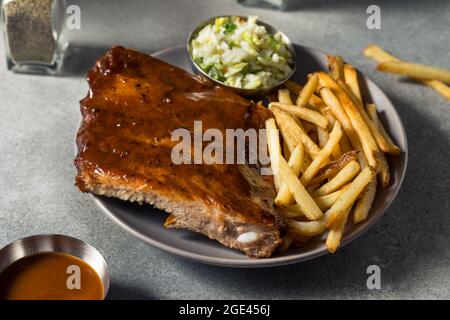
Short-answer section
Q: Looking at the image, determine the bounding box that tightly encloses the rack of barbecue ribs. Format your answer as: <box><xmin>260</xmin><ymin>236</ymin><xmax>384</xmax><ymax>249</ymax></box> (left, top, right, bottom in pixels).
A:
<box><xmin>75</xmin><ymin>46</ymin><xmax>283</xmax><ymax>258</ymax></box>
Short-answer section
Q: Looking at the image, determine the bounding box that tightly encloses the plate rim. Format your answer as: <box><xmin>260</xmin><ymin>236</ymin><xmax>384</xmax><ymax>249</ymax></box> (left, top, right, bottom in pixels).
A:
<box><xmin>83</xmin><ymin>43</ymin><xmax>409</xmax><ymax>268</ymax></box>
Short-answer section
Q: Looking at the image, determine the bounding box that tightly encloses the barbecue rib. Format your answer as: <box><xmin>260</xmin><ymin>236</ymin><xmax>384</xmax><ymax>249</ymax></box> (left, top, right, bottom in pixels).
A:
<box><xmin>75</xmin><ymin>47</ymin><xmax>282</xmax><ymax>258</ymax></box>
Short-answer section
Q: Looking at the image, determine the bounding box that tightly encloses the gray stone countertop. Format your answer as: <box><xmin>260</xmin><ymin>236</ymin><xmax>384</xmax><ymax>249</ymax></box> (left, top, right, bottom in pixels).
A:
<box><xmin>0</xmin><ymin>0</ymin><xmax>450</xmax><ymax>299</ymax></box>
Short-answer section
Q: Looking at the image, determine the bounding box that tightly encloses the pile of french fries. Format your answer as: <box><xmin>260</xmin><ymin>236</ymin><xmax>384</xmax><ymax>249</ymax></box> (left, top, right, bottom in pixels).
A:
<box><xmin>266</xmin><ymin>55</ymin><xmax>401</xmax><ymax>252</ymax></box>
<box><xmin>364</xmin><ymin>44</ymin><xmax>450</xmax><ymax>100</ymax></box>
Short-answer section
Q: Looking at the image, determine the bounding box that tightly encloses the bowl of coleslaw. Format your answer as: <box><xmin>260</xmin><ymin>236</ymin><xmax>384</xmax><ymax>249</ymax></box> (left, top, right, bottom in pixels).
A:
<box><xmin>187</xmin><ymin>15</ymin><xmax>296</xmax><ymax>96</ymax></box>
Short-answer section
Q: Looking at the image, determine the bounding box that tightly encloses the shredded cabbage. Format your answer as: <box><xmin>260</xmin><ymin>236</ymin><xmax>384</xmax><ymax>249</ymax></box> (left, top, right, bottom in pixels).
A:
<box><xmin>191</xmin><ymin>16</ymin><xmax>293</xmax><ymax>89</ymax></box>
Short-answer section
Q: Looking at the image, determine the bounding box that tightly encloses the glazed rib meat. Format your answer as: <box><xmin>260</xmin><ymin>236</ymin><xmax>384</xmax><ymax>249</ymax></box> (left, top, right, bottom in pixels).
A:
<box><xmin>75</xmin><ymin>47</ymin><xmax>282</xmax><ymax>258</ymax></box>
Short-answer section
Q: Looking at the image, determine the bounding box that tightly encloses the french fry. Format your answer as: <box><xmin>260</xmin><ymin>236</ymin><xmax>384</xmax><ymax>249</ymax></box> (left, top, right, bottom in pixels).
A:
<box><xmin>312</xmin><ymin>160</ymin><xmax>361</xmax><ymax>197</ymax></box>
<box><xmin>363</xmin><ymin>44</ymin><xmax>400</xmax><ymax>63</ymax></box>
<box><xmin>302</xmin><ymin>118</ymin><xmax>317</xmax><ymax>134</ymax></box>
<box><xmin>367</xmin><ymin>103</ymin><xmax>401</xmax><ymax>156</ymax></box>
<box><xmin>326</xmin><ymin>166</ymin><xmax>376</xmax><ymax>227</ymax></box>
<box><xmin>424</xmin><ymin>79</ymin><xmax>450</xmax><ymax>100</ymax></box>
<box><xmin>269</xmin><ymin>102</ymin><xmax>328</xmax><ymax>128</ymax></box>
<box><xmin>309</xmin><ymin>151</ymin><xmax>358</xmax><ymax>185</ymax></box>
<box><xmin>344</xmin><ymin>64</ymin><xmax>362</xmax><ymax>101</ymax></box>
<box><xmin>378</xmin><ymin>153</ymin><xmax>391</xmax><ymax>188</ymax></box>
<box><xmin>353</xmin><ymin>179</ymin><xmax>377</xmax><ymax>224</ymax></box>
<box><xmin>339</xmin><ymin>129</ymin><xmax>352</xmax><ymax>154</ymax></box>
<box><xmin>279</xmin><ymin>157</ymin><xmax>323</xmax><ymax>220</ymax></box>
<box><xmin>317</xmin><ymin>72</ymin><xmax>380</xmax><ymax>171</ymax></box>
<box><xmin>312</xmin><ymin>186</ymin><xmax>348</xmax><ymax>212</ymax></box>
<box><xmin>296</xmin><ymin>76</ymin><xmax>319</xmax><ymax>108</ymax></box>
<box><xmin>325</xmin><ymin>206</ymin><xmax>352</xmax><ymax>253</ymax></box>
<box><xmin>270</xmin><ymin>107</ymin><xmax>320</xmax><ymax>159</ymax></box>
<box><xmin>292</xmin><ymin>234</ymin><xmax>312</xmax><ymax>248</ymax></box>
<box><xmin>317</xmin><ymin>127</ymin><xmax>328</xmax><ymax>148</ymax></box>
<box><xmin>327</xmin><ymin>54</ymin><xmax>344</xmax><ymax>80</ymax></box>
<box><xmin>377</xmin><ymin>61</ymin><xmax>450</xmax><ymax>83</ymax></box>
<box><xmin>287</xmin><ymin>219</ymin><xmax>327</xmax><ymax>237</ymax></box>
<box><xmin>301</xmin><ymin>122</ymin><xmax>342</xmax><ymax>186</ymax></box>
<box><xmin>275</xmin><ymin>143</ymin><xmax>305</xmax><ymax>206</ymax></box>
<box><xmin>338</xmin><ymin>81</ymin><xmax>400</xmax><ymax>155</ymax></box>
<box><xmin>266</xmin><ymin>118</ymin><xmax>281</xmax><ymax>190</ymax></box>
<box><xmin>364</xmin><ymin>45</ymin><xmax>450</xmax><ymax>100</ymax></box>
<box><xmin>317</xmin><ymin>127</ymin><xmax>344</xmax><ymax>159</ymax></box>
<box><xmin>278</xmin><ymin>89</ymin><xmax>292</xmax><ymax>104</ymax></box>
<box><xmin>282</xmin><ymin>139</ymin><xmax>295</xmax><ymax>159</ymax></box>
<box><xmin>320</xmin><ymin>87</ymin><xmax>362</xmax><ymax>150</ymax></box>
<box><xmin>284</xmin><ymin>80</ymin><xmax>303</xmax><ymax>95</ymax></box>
-*-
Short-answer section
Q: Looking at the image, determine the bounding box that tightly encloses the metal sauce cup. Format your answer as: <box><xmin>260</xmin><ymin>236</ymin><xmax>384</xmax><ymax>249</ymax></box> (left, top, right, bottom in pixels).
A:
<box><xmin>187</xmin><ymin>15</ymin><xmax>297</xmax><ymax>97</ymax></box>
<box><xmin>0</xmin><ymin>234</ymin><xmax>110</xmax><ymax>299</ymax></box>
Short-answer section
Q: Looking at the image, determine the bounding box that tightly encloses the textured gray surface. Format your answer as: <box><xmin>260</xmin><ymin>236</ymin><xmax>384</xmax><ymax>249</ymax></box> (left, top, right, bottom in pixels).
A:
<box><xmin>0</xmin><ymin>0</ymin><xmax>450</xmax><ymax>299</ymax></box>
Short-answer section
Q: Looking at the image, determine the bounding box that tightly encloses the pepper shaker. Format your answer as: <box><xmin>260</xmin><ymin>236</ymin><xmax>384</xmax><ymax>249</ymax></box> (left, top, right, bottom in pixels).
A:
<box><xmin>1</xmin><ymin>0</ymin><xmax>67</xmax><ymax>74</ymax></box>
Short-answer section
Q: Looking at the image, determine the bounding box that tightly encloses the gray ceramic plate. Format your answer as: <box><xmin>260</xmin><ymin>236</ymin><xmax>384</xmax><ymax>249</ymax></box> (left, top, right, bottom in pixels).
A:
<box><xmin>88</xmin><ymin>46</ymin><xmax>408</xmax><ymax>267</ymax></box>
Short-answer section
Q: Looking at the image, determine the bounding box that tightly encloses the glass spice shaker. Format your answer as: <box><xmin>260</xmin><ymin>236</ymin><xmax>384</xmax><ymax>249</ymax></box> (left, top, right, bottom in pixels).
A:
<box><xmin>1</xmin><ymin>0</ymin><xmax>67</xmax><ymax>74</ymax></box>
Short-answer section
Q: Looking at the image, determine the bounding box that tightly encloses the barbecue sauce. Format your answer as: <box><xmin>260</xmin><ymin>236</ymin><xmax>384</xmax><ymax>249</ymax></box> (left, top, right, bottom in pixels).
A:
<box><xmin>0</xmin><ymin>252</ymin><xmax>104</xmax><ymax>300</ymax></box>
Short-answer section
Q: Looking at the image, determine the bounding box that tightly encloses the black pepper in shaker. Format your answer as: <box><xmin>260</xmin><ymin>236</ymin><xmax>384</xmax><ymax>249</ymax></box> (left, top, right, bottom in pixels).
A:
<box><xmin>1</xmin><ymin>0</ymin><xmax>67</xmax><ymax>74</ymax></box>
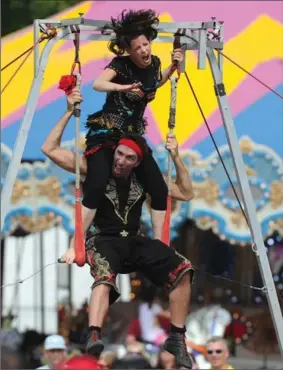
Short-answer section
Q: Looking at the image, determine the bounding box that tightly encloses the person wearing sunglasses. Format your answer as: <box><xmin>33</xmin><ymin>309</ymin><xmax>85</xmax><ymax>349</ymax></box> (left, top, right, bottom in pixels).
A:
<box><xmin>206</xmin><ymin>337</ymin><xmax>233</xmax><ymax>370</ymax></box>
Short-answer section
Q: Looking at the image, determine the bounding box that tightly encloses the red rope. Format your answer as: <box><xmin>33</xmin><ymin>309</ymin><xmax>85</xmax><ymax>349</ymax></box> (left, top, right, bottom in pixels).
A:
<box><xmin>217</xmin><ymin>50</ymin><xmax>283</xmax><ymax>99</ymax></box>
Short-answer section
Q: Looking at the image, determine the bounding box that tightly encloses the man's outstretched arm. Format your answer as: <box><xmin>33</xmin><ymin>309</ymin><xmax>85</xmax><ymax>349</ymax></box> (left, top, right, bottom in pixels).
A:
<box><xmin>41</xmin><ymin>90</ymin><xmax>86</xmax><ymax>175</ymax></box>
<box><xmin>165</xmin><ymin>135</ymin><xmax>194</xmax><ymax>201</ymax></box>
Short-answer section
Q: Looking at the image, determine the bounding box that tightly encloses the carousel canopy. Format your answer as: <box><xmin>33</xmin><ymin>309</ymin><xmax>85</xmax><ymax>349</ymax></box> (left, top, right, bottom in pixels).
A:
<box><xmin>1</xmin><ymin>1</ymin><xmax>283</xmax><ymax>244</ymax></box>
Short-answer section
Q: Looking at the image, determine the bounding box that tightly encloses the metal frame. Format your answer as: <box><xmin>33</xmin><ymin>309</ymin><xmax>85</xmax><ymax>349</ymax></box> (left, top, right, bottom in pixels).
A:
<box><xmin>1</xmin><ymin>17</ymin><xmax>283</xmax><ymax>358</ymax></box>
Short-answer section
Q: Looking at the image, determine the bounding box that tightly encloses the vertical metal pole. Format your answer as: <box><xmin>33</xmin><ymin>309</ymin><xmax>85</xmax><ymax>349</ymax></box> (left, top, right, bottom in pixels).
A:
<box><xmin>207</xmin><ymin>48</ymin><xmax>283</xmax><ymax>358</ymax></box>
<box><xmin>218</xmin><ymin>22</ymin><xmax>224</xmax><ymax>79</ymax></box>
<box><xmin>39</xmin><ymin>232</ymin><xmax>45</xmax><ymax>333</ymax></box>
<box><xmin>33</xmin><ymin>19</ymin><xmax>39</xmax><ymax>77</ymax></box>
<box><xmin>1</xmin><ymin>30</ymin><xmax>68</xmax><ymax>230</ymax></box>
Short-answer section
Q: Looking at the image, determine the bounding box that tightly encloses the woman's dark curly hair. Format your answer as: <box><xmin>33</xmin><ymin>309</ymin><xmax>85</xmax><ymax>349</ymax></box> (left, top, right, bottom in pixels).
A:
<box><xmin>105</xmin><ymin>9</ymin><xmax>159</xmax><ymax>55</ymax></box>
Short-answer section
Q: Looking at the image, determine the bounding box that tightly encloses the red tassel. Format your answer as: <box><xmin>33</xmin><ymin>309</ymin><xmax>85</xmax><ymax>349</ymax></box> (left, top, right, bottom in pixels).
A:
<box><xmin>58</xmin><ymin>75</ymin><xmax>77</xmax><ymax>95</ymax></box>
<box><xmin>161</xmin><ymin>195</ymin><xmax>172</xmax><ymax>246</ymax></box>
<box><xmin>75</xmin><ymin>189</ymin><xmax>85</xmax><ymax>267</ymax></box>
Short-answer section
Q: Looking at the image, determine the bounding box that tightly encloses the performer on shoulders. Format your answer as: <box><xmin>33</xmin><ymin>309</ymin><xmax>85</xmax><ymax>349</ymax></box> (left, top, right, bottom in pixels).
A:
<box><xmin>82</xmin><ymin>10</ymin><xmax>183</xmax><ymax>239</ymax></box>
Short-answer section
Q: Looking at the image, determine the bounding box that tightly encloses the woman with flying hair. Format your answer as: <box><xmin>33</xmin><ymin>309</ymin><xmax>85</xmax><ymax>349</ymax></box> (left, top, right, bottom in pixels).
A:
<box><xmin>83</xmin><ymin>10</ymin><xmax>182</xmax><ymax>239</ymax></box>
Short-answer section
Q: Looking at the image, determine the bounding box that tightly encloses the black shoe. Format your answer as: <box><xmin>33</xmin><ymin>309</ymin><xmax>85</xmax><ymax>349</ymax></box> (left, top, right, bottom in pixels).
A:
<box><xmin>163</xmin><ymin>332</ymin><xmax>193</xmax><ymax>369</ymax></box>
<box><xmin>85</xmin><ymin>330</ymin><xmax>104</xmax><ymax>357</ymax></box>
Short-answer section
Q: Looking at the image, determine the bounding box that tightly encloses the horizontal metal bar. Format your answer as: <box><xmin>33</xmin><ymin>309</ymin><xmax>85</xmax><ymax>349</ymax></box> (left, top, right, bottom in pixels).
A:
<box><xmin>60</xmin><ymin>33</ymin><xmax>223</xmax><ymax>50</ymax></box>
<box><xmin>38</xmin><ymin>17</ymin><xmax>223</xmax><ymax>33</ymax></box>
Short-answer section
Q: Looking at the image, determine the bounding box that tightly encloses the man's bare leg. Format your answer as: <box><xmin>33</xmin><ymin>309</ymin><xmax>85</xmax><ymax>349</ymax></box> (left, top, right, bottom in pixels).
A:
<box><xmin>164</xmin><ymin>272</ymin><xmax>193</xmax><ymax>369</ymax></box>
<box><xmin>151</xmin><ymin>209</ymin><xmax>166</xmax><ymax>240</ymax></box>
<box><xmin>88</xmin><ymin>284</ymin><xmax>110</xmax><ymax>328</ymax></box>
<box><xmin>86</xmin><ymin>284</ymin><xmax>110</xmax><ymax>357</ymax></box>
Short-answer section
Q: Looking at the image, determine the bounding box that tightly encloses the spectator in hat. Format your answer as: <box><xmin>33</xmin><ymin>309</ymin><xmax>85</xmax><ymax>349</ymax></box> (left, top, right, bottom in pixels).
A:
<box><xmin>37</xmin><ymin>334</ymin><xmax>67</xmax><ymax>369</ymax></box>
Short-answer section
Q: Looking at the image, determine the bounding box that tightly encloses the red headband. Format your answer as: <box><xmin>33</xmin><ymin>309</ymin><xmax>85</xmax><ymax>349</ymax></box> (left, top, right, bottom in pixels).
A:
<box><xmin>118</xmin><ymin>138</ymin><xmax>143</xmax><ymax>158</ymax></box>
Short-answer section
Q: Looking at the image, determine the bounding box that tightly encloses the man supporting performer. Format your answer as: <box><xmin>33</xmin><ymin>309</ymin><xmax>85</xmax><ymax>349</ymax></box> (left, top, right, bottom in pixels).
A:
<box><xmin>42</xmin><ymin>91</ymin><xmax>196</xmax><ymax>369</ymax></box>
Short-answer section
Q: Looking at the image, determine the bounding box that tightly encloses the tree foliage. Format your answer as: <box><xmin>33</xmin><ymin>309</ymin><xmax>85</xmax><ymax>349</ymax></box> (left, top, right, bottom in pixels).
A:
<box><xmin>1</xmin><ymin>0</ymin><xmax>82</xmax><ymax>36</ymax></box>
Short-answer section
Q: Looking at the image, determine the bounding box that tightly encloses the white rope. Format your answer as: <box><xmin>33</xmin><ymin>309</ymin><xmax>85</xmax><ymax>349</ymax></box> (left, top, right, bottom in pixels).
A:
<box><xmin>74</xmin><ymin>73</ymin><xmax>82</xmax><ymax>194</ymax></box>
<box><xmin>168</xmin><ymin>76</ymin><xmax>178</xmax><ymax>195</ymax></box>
-*-
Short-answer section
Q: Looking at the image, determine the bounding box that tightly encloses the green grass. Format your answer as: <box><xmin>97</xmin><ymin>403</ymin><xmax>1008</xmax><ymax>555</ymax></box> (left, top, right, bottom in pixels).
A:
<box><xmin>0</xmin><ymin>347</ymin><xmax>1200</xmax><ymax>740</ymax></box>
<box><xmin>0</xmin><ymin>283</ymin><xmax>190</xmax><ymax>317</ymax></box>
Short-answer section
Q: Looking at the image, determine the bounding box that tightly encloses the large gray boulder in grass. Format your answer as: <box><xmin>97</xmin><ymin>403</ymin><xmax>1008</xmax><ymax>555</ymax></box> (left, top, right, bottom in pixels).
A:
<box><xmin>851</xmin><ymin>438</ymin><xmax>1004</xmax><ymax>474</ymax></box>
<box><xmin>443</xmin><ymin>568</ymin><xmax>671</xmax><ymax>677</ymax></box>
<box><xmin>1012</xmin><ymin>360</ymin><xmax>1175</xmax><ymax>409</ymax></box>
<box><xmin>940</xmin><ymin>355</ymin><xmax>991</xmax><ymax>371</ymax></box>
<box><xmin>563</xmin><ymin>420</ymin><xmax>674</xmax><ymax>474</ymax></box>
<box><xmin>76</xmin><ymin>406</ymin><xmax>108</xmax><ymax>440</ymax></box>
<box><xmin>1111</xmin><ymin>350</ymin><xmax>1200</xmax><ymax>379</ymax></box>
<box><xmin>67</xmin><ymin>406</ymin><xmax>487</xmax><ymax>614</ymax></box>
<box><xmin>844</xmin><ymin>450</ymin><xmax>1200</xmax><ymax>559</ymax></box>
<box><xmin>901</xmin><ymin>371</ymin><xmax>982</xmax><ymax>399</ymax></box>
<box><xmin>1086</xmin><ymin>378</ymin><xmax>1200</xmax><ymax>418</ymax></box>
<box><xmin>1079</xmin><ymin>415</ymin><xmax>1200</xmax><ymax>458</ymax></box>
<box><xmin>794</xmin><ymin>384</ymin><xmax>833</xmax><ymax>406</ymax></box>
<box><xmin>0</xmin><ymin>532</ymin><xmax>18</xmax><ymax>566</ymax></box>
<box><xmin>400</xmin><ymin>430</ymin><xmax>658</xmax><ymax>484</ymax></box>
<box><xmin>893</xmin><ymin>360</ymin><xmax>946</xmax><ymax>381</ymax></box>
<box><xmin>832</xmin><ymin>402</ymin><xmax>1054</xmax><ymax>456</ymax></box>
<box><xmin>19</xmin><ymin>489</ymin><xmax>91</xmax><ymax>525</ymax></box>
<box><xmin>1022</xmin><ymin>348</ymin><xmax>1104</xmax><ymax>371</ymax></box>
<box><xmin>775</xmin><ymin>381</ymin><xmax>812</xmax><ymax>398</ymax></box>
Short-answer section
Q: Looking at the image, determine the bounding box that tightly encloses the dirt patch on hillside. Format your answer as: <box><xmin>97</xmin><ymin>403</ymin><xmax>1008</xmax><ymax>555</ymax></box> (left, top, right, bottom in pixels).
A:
-*-
→ **Set problem**
Please show every line of the entries above that contains the word "hillside", copying each line in full. Case counts when matching.

→ **Solution to the exercise**
Q: Looking at the image, determine the bounding box that tightly encloses the dirt patch on hillside. Format your answer as: <box><xmin>97</xmin><ymin>403</ymin><xmax>1008</xmax><ymax>555</ymax></box> (left, top, right, bottom in pixels).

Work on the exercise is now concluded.